** Challenges **
- 1) Determine whether each statement below agrees with the column on Virginia transportation, answering yes or no and quoting the deciding words of the column. (a) The column identifies Jerry Kilgore as the Republican candidate. (b) The column judges Tim Kaine's plan to be better than Kilgore's. (c) Kilgore's plan calls for protecting the Transportation Trust Fund.
- 2) Locate every line of the records that contains the string "this", and copy each such line in full. Case counts.

** Extracted text **
The Club for Growth

Phillip Rodokanakis


 

 

Supersize Me!

Jerry Kilgore's diet for Virginia's clogged transportation arteries is like eating a salad with a helping of ice cream. Tim Kaine's nutritional plan is worse: all burgers and fries.


 

"I drive way too fast to worry about cholesterol" -- Stephen Wright

 

Just about everyone in Virginia agrees that transportation should be a priority for our state government. With traffic in our state stuck in permanent gridlock, you would imagine that our gubernatorial candidates have given this problem some serious thought and are proposing new, enlightened ideas to get us moving again.

 

Unfortunately, that is not the case!

 

Jerry Kilgore, the Republican candidate, has come up with a plan he calls “Transportation for the 21st Century: Keeping People and Commerce Moving.” Kilgore’s plan calls for some common sense, long overdue ideas, such as protecting the Transportation Trust Fund so that greedy politicians can no longer raid it to fund their pet projects.

** Recorded data **
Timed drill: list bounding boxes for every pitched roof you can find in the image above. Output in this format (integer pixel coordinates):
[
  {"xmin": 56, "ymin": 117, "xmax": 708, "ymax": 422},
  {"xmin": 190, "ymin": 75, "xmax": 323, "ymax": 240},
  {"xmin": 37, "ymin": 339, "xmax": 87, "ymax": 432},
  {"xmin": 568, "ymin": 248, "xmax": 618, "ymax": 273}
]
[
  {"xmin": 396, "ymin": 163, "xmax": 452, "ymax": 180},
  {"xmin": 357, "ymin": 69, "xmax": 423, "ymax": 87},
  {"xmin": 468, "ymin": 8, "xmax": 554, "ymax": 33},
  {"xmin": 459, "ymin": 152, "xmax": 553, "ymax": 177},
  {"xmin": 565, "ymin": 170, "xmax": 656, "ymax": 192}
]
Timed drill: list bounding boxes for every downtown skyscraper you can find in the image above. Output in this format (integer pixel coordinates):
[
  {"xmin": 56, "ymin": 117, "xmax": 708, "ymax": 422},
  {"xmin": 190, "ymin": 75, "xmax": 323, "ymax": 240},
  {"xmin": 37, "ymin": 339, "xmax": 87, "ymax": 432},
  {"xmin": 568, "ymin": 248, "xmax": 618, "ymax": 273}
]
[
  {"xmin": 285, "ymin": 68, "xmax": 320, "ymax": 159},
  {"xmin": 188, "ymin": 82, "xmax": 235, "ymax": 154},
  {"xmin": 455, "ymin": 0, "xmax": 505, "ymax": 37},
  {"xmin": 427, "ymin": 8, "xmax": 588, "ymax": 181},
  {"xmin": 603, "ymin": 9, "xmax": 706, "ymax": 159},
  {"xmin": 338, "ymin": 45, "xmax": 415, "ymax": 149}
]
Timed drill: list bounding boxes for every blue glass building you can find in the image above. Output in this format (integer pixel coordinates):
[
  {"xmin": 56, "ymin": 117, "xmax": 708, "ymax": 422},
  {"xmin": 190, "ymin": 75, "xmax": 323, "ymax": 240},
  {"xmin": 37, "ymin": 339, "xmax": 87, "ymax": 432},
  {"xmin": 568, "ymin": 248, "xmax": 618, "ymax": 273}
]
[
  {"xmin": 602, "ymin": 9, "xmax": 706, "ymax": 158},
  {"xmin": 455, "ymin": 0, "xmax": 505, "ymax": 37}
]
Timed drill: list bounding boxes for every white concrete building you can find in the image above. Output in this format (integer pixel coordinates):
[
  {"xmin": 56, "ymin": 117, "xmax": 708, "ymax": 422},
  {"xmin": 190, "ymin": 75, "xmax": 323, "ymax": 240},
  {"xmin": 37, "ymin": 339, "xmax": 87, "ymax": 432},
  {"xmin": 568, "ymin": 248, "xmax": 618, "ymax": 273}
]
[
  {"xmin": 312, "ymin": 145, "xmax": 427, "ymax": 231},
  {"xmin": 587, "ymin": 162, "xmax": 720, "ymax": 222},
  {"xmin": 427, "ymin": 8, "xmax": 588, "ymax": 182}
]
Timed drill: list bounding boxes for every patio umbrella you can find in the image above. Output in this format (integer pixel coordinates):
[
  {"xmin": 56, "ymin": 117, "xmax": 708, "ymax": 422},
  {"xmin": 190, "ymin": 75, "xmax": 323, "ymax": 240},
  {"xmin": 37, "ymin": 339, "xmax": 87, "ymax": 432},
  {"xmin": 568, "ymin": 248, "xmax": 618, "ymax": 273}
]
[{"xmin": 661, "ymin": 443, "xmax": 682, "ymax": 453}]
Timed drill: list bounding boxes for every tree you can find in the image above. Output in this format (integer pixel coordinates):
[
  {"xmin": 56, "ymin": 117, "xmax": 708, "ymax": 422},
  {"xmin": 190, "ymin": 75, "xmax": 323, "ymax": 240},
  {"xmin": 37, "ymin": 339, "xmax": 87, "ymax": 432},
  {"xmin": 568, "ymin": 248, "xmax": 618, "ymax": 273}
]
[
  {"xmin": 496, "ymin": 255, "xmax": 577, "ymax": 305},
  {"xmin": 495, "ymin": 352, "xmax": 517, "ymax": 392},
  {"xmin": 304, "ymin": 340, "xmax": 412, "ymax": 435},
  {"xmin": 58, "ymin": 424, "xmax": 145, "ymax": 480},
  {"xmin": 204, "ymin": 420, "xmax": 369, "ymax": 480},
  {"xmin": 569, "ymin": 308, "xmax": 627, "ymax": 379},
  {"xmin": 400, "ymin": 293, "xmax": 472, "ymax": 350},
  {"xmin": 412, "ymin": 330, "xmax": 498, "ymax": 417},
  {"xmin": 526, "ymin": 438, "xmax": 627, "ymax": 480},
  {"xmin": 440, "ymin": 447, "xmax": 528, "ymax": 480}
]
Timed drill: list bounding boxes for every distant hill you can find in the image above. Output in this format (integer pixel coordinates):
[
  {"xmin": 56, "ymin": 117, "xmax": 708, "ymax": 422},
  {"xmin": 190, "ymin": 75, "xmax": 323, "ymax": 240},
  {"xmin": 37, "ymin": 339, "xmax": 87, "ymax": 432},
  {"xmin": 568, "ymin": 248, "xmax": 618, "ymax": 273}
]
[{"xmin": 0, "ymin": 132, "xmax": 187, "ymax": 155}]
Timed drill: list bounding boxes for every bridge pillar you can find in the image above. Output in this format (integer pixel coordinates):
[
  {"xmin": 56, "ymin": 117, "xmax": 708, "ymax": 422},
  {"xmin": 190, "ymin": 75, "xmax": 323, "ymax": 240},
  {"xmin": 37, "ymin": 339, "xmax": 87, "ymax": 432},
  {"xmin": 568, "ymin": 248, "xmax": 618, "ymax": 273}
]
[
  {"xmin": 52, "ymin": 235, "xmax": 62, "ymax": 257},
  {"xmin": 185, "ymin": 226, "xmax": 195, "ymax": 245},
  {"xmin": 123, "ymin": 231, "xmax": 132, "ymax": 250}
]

** Solutions to the problems **
- 1)
(a) Yes: "Jerry Kilgore, the Republican candidate"
(b) No: "Tim Kaine's nutritional plan is worse: all burgers and fries."
(c) Yes: "protecting the Transportation Trust Fund so that greedy politicians can no longer raid it to fund their pet projects"

- 2)
Timed drill: list bounding boxes for every pitched roof you can find in the image above. Output in this format (integer pixel coordinates):
Timed drill: list bounding boxes for every downtown skyscraper you can find in the image above. Output in this format (integer pixel coordinates):
Timed drill: list bounding boxes for every blue glass building you can find in the image above. Output in this format (integer pixel coordinates):
Timed drill: list bounding boxes for every white concrete building you can find in the image above. Output in this format (integer pixel coordinates):
Timed drill: list bounding boxes for every patio umbrella you can find in the image above. Output in this format (integer pixel coordinates):
Timed drill: list bounding boxes for every tree you can find in the image above. Output in this format (integer pixel coordinates):
Timed drill: list bounding boxes for every distant hill you can find in the image above. Output in this format (integer pixel coordinates):
Timed drill: list bounding boxes for every bridge pillar you can find in the image above. Output in this format (integer pixel coordinates):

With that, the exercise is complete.